:: ASSIGNED TASK ::
Apart from the pictures, output all of the records exactly.

:: EXERCISE DATA ::
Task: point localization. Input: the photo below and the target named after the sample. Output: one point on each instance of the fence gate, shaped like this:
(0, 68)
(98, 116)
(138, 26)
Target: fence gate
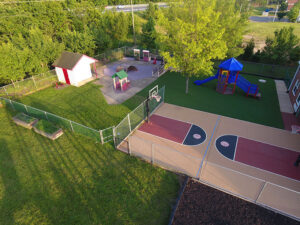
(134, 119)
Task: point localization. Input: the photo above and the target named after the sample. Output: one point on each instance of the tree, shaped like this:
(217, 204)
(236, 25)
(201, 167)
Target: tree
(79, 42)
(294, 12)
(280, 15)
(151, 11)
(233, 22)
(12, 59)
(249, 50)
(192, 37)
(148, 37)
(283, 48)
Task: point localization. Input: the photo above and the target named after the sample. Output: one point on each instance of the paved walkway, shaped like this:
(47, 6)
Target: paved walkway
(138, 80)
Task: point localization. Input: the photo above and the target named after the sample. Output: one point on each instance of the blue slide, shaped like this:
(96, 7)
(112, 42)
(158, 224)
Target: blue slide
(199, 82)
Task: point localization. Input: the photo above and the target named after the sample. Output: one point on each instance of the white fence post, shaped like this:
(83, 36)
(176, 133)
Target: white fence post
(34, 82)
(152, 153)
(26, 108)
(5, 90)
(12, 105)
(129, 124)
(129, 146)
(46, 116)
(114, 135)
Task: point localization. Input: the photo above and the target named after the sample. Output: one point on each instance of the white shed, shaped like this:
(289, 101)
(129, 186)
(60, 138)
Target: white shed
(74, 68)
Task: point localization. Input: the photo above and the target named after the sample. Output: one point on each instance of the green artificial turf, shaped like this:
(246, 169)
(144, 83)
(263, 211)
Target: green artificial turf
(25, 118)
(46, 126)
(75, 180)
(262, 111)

:: OUTPUT FOR THIS TASK ::
Task: point localization. Input: the photo below and the target named after the sample. Output: one point on each instance of the fence gate, shaped like this:
(0, 68)
(98, 116)
(138, 26)
Target: fence gate
(134, 119)
Task: point localization. Input: the photo above and the target named after the sample. Output: one point on each instance of the tree, shaped like this:
(217, 204)
(236, 25)
(201, 167)
Target: tree
(79, 42)
(294, 12)
(280, 15)
(151, 11)
(233, 22)
(12, 59)
(249, 50)
(192, 37)
(148, 37)
(283, 48)
Task: point localization. Input: the photo above and the target named after the sample. Output: one point on each instance of the paved walkway, shaped like this:
(47, 6)
Target: paved walkway
(138, 80)
Task: point localization. Input: the photo above and the target named after the sample. Output: one point on each instance of the blue slide, shaped like this:
(96, 7)
(112, 42)
(158, 224)
Target: blue slide
(199, 82)
Task: point localization. Input: the photo above and the target named after the sample. Output: one point on each instance of the white fence post, shaped like this:
(83, 36)
(176, 133)
Target: white fence post
(34, 82)
(152, 153)
(26, 108)
(5, 90)
(12, 105)
(129, 124)
(129, 146)
(46, 116)
(114, 135)
Task: point localization. Input: the photo above and the target named after the sample. Output: one point on each instance of the white shed, shaped like this:
(289, 101)
(129, 186)
(60, 138)
Target: white shed
(74, 68)
Task: point localization. Input: the photo above and the target named after the sample. Output: one point on each instance of the green artificial turf, shaped like this:
(246, 169)
(144, 83)
(263, 211)
Target: green artificial turf
(25, 118)
(46, 126)
(75, 180)
(262, 111)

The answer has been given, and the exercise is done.